_EXCERPT TO READ:_
-- -- --

Oral Presentation Society for Freshwater Science 2026 Annual Meeting

Can Hydrologically Relevant Stormwater Management Regulations Improve In-stream Biological Conditions?  A 20-year Case Study from Northern Kentucky. (134466)

Matt Wooten 1 , Robert Hawley 2 , Nora Korth 2 , Elizabeth Fet 3 , Katie Macmannis 2
  1. Kenton County Soil and Water Conservation District, KY, United States
  2. Sustainable Streams, LLC, Louisville, KY, USA
  3. Sanitation District No.1 of Northern Kentucky, Ft. Wright, KY, USA

In 2006, the stormwater management utility in Northern Kentucky (NKY), Sanitation District No. 1 (SD1), initiated a comprehensive stream monitoring program that included biological, habitat, water quality, and geomorphological components with goals of better understanding baseline stream conditions and how streams might respond to modernized, science-based management decisions regarding stormwater runoff.  The first decade of monitoring identified several key NKY stream characteristics, such as degraded biology, habitat loss, and accelerated erosion rates, and how they responded to development and the associated hydrologic changes. This led SD1, in October 2015, to require new developments to comply with a stormwater discharge rate aimed at limiting excess downstream impacts.  Based on trends observed at an array of regional monitoring sites, this discharge rate is both geomorphically and biologically relevant – flows that mobilized the streambed not only contributed to chronic channel downcutting, degradation, and enlargement, but also created an unnatural disturbance frequency for benthic macroinvertebrates. The new “Qcritical criteria” limited the discharge of the 2-year design storm to not exceed the regional critical discharge for streambed erosion.  Since the adoption of Qcritical criteria in 2015, several hundred new development sites have been permitted to incorporate stormwater control designs with the updated criteria.  During this time SD1 has continued its monitoring across its 3-county service area, creating a dataset with nearly 20 years of macroinvertebrate data.  Prior to the implementation of the Qcritical criteria, the Kentucky Macroinvertebrate Bioassessment Index (MBI) and total impervious area in the sampling site’s watershed (%Imp) had a strong negative relationship.  Since the adoption of the Qcritical  criteria, the coefficient between MBI and %Imp has become sequentially less negative compared to prior years.  This presentation will attempt to unpack whether the positive trend in macroinvertebrates can be reasonably attributable, at least in part, to the Qcritical criteria.

-- -- --

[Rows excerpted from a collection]
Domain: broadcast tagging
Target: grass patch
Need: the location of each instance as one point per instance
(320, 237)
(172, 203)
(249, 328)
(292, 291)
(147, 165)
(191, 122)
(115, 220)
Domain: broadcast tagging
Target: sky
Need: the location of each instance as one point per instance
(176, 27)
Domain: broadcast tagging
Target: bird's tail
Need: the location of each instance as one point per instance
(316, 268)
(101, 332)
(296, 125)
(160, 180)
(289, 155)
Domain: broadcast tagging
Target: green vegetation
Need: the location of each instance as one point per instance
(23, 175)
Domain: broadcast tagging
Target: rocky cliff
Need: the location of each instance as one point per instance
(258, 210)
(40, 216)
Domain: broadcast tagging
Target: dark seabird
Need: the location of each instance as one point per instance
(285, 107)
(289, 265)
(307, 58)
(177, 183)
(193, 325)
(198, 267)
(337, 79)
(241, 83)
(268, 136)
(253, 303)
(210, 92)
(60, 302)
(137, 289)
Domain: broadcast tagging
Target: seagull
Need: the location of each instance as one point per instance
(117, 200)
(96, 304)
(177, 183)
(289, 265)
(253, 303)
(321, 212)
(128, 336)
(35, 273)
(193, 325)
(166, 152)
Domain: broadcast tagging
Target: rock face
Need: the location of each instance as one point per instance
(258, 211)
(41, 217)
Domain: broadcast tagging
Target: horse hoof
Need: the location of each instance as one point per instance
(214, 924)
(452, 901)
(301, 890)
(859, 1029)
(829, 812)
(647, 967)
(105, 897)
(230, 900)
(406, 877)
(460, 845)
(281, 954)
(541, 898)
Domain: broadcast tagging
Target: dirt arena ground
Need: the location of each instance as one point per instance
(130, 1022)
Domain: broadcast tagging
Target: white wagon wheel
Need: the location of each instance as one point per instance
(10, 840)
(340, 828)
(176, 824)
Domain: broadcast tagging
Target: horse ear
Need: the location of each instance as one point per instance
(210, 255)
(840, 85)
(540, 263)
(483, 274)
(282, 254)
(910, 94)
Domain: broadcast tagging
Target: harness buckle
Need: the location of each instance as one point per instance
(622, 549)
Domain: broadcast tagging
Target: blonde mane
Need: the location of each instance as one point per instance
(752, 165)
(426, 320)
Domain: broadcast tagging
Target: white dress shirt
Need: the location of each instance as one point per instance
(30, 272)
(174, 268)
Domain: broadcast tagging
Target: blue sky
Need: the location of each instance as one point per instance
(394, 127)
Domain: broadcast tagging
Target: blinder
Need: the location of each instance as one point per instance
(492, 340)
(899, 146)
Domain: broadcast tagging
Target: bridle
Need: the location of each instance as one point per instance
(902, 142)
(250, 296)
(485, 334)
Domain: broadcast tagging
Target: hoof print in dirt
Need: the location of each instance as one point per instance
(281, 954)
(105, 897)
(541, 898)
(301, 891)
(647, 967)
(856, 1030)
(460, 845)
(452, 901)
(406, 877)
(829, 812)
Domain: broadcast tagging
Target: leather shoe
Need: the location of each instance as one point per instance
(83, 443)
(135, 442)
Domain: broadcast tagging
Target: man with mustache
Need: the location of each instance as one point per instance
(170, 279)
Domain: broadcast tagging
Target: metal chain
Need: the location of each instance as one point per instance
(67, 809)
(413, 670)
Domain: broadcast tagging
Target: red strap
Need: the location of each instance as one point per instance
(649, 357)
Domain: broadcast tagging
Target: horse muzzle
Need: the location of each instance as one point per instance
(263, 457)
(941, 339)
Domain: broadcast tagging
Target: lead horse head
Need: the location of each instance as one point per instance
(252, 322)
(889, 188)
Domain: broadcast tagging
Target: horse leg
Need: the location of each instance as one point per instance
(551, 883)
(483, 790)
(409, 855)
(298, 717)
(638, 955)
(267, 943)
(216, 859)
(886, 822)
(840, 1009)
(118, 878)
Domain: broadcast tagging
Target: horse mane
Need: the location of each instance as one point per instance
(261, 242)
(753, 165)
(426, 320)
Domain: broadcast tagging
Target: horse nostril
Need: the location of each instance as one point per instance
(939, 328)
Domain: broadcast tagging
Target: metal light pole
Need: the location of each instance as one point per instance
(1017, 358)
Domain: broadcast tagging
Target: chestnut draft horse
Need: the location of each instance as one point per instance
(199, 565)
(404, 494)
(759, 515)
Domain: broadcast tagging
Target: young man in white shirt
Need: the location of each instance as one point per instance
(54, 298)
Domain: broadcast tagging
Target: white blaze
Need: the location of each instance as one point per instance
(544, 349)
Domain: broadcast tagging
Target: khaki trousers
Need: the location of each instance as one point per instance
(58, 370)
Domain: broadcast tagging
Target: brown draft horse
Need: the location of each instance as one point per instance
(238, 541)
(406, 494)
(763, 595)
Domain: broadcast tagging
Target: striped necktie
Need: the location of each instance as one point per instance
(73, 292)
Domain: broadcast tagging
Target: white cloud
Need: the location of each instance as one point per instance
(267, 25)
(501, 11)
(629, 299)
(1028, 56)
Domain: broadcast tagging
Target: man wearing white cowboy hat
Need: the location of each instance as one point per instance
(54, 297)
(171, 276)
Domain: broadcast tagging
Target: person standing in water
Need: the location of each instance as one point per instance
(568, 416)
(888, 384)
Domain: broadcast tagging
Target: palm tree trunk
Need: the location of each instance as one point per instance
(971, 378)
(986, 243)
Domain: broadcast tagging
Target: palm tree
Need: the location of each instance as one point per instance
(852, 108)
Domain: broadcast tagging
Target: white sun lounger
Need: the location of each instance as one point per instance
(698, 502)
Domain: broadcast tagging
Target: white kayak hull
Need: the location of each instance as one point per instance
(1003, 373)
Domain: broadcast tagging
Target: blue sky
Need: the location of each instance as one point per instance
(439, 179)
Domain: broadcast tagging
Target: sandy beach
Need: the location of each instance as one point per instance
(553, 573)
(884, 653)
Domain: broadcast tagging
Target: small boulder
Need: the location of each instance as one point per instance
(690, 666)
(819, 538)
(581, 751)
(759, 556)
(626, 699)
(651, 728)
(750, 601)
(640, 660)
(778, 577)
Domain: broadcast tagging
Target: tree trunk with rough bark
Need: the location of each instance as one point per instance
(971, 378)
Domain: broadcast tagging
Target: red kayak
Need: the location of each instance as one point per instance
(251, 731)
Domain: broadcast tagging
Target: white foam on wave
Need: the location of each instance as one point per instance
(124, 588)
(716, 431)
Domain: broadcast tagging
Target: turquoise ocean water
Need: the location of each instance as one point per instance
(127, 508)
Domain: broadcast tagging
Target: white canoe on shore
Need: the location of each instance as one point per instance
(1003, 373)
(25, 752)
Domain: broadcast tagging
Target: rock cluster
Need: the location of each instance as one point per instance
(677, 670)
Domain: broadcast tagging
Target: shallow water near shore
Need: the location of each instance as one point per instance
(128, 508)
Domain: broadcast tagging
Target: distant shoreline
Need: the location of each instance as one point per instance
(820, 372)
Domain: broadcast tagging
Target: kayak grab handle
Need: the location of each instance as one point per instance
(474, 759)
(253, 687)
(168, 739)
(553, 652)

-- -- --

Rewrite the meeting abstract from the words "Oral Presentation Society" through the words "Northern Kentucky. (134466)", putting "Field Study" in place of "Case Study".

_FINISHED TASK:_
Oral Presentation Society for Freshwater Science 2026 Annual Meeting

Can Hydrologically Relevant Stormwater Management Regulations Improve In-stream Biological Conditions?  A 20-year Field Study from Northern Kentucky. (134466)